THE PROBLEM: Extract every line of the listing below word for word, leaving the pictures out.

━━ DATA FOR THE TASK ━━

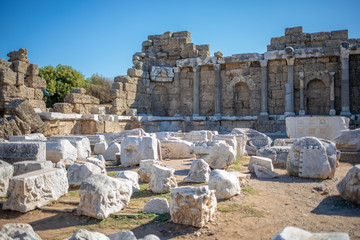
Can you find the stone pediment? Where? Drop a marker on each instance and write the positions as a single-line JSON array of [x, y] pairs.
[[162, 74]]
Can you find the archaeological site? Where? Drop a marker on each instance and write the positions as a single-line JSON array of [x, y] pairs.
[[192, 146]]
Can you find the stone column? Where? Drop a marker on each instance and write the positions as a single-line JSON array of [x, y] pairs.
[[302, 107], [345, 84], [196, 96], [264, 90], [332, 111], [218, 89], [177, 80], [289, 88]]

━━━

PROBLEM SOLUTION:
Can you find the stone pediment? Where? Drop a marker on each instance and write the positions as a single-line JSON array of [x, y] pairs.
[[162, 74]]
Can you find the archaeological site? Where? Drop a marker on each instance and write the positions as a single-line JSON array of [x, y] pairs.
[[192, 146]]
Can you find the stone column? Where? Drop a marker on each instance and write the positions as a single-line JSON array of [x, y] pairs.
[[302, 107], [345, 84], [196, 96], [264, 90], [332, 111], [218, 89], [177, 80], [289, 88]]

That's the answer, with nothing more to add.